__AIM OF THE TASK__: Reproduce the data below verbatim, from the line with "paneled wall for the incident report." through the line with "[89,83,111,91]", and nothing else.

--- Start of GIVEN ENTRIES ---

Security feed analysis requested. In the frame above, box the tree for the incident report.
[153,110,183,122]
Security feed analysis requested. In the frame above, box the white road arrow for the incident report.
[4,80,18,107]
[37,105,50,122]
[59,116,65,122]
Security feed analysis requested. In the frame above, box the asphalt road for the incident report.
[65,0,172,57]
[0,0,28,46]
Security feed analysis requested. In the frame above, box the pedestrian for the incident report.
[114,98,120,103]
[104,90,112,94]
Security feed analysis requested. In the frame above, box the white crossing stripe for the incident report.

--- End of GIVEN ENTRIES ---
--- Start of GIVEN ENTRIES ---

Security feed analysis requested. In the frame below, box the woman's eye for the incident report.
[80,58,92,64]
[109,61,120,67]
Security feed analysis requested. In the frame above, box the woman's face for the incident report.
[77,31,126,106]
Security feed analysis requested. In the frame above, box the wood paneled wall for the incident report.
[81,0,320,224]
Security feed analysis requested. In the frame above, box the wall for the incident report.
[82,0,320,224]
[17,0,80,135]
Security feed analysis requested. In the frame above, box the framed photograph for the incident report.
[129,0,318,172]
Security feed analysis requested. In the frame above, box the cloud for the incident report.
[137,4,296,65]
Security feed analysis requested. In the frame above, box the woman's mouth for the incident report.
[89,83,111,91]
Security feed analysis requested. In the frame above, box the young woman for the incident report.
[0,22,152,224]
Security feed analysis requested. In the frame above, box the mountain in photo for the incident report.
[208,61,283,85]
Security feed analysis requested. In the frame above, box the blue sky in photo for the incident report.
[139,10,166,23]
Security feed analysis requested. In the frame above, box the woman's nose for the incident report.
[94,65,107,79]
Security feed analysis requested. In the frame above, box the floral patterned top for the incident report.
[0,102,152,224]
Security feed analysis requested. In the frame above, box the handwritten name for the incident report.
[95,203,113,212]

--- End of GIVEN ENTRIES ---

__ANSWER TO THIS PROBLEM__:
Security feed analysis requested. In the frame above, box the wood paneled wall for the incident report.
[81,0,320,224]
Security feed analysis requested. In the frame above, box the wall for the incident report.
[82,0,320,224]
[17,0,80,135]
Security feed analysis requested. In the frame above, box the framed photograph for the incident report.
[129,0,318,172]
Security feed analysis requested. In the frame above, box the cloud for the incident report.
[137,4,296,65]
Security feed analysis requested. In the frame above, box the woman's mouth for the incident report.
[89,83,111,91]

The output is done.